→ Texte source:

#####

Le financement de la mobilité et sa décarbonation sont désormais les deux faces d’une même médaille.

Or, qu’il s’agisse des Gilets jaunes en France ou des émeutes suscitées au Chili par l’augmentation du tarif des transports en commun, l’actualité récente a montré que, sans même parler de décarbonation, la refonte d’un système de financement peut se heurter à des oppositions fortes.
Villes et États ne sont pas pour autant désarmés face au défi du financement de la mobilité. Comme le montrent des exemples internationaux, à différentes échelles territoriales, de nombreux instruments de financement de la décarbonation de la mobilité existent. En alliant innovations technologique, technique et politique, des villes telles qu’Oslo, Hong Kong, New York ou des États comme l’Oregon ont mis en place ou expérimentent des solutions efficaces, reposant sur une refonte des outils fiscaux traditionnels (redevance kilométrique, taxe ou quotas sur l’enregistrement des véhicules) ou encore sur le développement de taxes assises sur des actifs fonciers ou immobiliers.

#####

Extraits de données de régions étiquetées:
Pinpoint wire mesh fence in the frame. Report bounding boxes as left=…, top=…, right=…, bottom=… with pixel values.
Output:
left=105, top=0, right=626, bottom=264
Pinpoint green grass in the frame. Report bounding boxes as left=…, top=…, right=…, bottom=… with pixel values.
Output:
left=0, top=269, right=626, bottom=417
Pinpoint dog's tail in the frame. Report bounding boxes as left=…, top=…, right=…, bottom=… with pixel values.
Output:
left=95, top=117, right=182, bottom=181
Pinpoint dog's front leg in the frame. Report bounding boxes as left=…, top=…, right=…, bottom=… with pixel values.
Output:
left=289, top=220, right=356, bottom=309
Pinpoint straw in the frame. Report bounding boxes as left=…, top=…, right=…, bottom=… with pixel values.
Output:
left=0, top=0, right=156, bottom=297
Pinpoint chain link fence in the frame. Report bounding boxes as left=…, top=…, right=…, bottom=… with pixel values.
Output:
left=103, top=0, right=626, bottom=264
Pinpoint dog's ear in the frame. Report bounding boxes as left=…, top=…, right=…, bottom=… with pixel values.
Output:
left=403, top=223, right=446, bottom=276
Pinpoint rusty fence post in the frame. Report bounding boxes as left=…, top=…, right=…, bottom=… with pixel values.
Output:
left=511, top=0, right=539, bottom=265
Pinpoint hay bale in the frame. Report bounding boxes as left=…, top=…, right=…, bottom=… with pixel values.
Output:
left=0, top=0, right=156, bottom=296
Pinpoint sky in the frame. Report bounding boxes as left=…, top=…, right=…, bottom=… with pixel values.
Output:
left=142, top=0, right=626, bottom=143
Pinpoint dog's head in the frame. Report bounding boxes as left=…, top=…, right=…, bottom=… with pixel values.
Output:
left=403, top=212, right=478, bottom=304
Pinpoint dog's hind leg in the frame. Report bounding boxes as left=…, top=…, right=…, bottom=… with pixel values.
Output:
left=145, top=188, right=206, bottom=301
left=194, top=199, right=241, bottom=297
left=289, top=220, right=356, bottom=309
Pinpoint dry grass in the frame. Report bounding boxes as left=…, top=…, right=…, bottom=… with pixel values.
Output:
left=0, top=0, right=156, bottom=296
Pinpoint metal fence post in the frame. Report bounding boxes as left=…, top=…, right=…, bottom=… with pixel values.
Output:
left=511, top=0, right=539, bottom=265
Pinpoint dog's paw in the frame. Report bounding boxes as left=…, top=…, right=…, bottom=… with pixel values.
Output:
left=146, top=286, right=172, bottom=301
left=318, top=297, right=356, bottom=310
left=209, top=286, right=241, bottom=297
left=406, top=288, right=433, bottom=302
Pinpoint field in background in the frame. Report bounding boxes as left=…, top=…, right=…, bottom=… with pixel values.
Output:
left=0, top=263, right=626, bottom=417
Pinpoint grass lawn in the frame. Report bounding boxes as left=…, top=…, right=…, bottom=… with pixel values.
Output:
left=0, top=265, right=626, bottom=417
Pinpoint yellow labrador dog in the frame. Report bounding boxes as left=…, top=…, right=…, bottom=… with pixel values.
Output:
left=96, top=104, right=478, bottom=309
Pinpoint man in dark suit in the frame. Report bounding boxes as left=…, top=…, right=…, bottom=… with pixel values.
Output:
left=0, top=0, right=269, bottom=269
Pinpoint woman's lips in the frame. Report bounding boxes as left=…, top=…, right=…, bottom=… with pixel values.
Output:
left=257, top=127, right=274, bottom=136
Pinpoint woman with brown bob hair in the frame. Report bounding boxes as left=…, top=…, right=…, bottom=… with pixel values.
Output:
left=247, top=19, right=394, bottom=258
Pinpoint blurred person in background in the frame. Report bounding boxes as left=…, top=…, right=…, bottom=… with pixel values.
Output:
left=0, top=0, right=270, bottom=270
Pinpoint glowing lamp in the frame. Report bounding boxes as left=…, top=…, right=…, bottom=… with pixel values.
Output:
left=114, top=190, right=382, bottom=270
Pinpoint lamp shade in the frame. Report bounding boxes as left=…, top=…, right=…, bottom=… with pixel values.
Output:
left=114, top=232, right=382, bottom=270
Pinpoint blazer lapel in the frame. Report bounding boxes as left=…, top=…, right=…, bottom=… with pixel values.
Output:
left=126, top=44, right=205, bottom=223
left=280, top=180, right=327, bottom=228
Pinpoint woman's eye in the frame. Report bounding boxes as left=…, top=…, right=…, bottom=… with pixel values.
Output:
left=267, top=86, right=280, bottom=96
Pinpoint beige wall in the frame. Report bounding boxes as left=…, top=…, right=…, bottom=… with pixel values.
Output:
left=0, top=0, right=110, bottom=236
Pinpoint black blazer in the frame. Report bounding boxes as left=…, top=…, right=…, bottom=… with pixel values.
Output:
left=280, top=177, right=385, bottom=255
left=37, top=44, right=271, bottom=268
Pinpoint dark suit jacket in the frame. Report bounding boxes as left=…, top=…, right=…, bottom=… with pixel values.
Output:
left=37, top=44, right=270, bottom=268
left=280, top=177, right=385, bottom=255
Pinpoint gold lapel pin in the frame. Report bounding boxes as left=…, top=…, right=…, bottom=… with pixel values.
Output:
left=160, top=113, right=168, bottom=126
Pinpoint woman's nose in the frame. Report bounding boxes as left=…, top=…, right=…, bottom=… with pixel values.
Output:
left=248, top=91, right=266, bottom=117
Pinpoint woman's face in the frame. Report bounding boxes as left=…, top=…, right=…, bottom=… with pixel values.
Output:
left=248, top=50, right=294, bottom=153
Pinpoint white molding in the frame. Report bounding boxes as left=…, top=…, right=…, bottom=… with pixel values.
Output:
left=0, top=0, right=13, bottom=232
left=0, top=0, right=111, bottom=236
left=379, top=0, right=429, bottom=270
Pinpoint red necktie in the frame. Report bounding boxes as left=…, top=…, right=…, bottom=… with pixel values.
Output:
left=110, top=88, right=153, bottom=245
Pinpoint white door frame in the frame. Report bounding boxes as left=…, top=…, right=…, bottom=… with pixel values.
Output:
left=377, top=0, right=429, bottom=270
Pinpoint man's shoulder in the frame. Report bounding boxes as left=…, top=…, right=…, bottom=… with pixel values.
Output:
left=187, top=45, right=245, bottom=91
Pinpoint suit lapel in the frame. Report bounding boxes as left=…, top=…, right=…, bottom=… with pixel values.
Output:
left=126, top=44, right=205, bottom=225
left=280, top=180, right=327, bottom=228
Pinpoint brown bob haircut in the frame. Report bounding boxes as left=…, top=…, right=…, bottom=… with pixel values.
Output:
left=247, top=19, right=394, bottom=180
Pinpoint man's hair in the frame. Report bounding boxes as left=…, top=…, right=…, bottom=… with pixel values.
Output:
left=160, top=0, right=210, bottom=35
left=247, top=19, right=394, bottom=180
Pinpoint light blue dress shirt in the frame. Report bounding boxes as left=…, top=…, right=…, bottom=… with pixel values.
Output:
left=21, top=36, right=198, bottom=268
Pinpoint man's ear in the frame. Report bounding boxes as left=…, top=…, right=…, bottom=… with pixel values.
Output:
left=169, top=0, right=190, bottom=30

#####

→ Défi:
Les affirmations suivantes concordent-elles avec le texte source ? Répondez à chacune par oui ou non, en citant mot pour mot le passage du texte qui tranche.
(a) Au Chili, des émeutes ont éclaté à la suite d'une hausse du tarif des transports en commun.
(b) Les villes et les États sont démunis face au défi du financement de la mobilité.
(c) L'Oregon compte parmi les États qui ont mis en place ou expérimentent des solutions efficaces.
Fondez-vous uniquement sur le texte source.

→ Réponse:
(a) Oui : « des émeutes suscitées au Chili par l’augmentation du tarif des transports en commun ».
(b) Non : « Villes et États ne sont pas pour autant désarmés face au défi du financement de la mobilité. »
(c) Oui : « des États comme l’Oregon ont mis en place ou expérimentent des solutions efficaces ».